*** Opening of PAGE EXTRACT ***

Structure map showing estimated ancestry proportions for the historical (H) and modern (M) Filipino populations when shown using the posterior group membership probability for reference pools that are Hispanic, Asian, European, and African. Every person is
symbolized by a single vertical line divided into four segments of varying colors, each of which represents the estimated ancestry elements. The posterior probability value is the length of the colored section. The people are arranged in decreasing order according to their amount of estimated Asian heritage.

A 2018-2020 Census research data shows that it may be incomplete as there was a large span of time ever since racial statistics were recorded in Spanish censuses and the new Philippine censuses does not account for racial differences, thereby ignoring foreign ancestry that has been compounding in time. To address this, scientists have undergone Anthropology studies of Filipinos to measure ethnic ratios in the population. Scientist, Matthew C. Go, in a Trihybrid Ancestry Variation Analysis approach to Admixture in Filipinos, published a study wherein it was discovered that upon exhuming the remains around the public cemetery of the "Manila North Cemetery" as well as other public cemeteries across the Philippines, and practicing forensic anthropology on them, Matthew C. Go estimated that 71% of the mean amount, among the samples exhumed, have attribution to Asian descent while 7% is attributable to European descent. Filipinos have significantly less Asian ancestry compared to other Asian nationalities like the Koreans who are 90% Asian, Japanese at 96%, Thai at 93%, and Vietnamese at 84%.

Nevertheless, a 2019 Anthropology Study by Beatrix Dudzik, while using skeletons collated by the University of the Philippines and sampled from all across the Philippines, thus published in the Journal of Human Biology, using physical anthropology, estimated that, 72.7% of Filipinos are Asian, 12.7% of Filipinos can be classified as Hispanic, 7.3% as Indigenous American, African at 4.5% and European at 2.7%. However, this is only according to an interpretation of the data wherein the reference groups, which were attributed to the Filipino samples; for the Hispanic category, were Mexican-Americans, and the reference groups for the European, African, and Indigenous American, categories, were: White Americans, Black Americans, and Native Americans from the USA, while the Asian reference groups were sourced from Chinese, Japanese, and Vietnamese origins.

In contrast, a different anthropology study using Morphoscopic ancestry estimates in Filipino crania using multivariate probit regression models by J. T. Hefner, published on year 2020, while analyzing Historic and Modern samples of skeletons in the Philippines, paint a different picture, in that, when the reference group for "Asian" was Thailand (Southeast Asians) rather than Chinese, Japanese, and Vietnamese; and the reference group for "Hispanic" were Colombians (South Americans) rather than Mexicans, the combined historical and modern sample results for Filipinos, yielded the following ratios: Asian at 48.6%, African at 32.9%, and only a small portion classifying as either European at 12.9%, and finally for Hispanic at 5.7%.

*** Close of PAGE EXTRACT ***

*REQUIREMENT 1*
From the Filipino ancestry passage, reproduce the stretch from "Nevertheless, a 2019" through "and Vietnamese origins." word for word.
*REQUIREMENT 2*
Continue the Filipino ancestry passage, starting after its final sentence.

*** Opening of RECORDS SUPPLIED ***

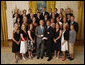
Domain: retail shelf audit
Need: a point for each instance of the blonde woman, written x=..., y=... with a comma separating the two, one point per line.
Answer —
x=16, y=41
x=23, y=46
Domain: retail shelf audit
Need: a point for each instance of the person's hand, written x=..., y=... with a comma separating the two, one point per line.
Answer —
x=62, y=43
x=46, y=38
x=39, y=36
x=18, y=43
x=33, y=41
x=55, y=40
x=25, y=41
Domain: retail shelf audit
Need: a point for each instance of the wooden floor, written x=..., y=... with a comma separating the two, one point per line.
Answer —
x=9, y=43
x=7, y=57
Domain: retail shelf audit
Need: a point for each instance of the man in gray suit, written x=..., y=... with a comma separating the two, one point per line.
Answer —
x=39, y=32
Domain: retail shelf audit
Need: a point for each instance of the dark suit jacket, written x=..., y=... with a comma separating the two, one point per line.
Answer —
x=75, y=26
x=42, y=17
x=71, y=14
x=49, y=33
x=66, y=35
x=28, y=16
x=56, y=15
x=37, y=20
x=29, y=21
x=61, y=20
x=14, y=15
x=50, y=16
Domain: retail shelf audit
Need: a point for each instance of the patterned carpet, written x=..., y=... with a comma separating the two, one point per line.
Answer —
x=8, y=58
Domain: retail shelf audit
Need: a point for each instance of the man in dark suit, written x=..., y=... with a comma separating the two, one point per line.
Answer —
x=61, y=17
x=74, y=23
x=45, y=19
x=16, y=12
x=23, y=15
x=49, y=39
x=30, y=20
x=39, y=32
x=69, y=12
x=55, y=11
x=28, y=15
x=68, y=20
x=38, y=17
x=43, y=13
x=35, y=15
x=50, y=13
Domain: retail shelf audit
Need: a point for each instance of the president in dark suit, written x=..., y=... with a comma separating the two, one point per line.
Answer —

*** Close of RECORDS SUPPLIED ***

*EXPECTED ANSWER 1*
Nevertheless, a 2019 Anthropology Study by Beatrix Dudzik, while using skeletons collated by the University of the Philippines and sampled from all across the Philippines, thus published in the Journal of Human Biology, using physical anthropology, estimated that, 72.7% of Filipinos are Asian, 12.7% of Filipinos can be classified as Hispanic, 7.3% as Indigenous American, African at 4.5% and European at 2.7%. However, this is only according to an interpretation of the data wherein the reference groups, which were attributed to the Filipino samples; for the Hispanic category, were Mexican-Americans, and the reference groups for the European, African, and Indigenous American, categories, were: White Americans, Black Americans, and Native Americans from the USA, while the Asian reference groups were sourced from Chinese, Japanese, and Vietnamese origins.

*EXPECTED ANSWER 2*
===Historical terms===

These are historical Spanish terms used to identify the different types of names given to the people living in the colony.

They are:
- "Español" - A pure White European person from Spain.
- "Peninsulares" - A pure White Spaniard born in Spain but is also a settler and a citizen, living on the islands.
- "Criollo"/"Insulares" - A White Filipino of pure European Spanish ancestry, born and raised as citizens of the islands, or a person of pure White ancestry native to the island, who were descendants from White European settlers.
- "Mestizo"/"Mulatto" - A native Filipino or an Indigenous American Indian person of mixed Spanish ancestry, and an African person of mixed Spanish descent.
- "Indio" - A native Filipino or an Indigenous American Indian person, or an individual belonging to a tribal group, native to the islands.
- "Negrito"/"Negro" - A indigenous Black Filipino person, and an African person brought to the colony as slaves to work on plantation.
- "Sangley" - A word invented and used in the Philippines to denote an individual of Chinese or other East Asian background.
- "Islas Filipinas" - The name of the islands.
- "Felipinas" - The name given to the islands in 1543 by explorer Ruy López de Villalobos in honor of Prince Felipe II, who later became King of Spain in 1556. This name initially referred to just the islands of Leyte and Samar. It was later on expanded to include the entire archipelago.
- "Hispano América" - The Spanish colonies in the Americas.

=== Present-day 21st century Filipinos ===
This category is about a term used to identify the different types of Filipino ethnic groups living on the islands.

They are:

- "Native Filipino" - People of un-mixed or a Filipino person of pure ancestry from the islands.
- "Polynesian Filipino" - People of Polynesian backgrounds living on the islands, or a Filipino person of mixed Polynesian ancestry.
- "Oriental Filipino" - People from another Asian background living on the islands, or a Filipino mixed with other oriental backgrounds, or a person of South Asian descent living in the islands.
- "Mestizo Filipino" - A Filipino person of mixed ancestry.
- "Hispanic Filipino" - People of mixed native Filipino and Spanish or Latin American ancestry, or a Spanish-speaking Filipino, Hispanicized Filipino, Peninsular, Criollo, or a person of Hispanic South American descent living on the islands.
- "White Filipino" - People of White European, White American, White Latin American, White Middle Eastern and other White ethnic backgrounds living on the islands.
- "US/Native American Filipino" - A person of White American-native descent, living on the islands.
- "Black Filipino" - People of Black African, African American and Black Latin American backgrounds, living on the islands, or a Filipino person of mixed Black ancestry.

==Religion==

The majority of Spaniards, Latin Americans and Hispanic Filipinos are Christians, with most adhering to Roman Catholicism.

==Language==

Spanish, Spanish creole (Chavacano), English, Tagalog and other Indigenous Filipino languages are spoken in their community.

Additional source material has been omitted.